[Saved entries]

+--

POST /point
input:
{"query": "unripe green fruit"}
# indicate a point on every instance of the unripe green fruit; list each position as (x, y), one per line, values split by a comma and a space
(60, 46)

+--

Exercise instructions:
Reproduce every line of the data so that nothing differs from the original.

Answer to the problem:
POST /point
input:
{"query": "unripe green fruit"}
# indicate a point on every instance of the unripe green fruit; list each position as (x, y), one per line, values split by a comma and a space
(60, 46)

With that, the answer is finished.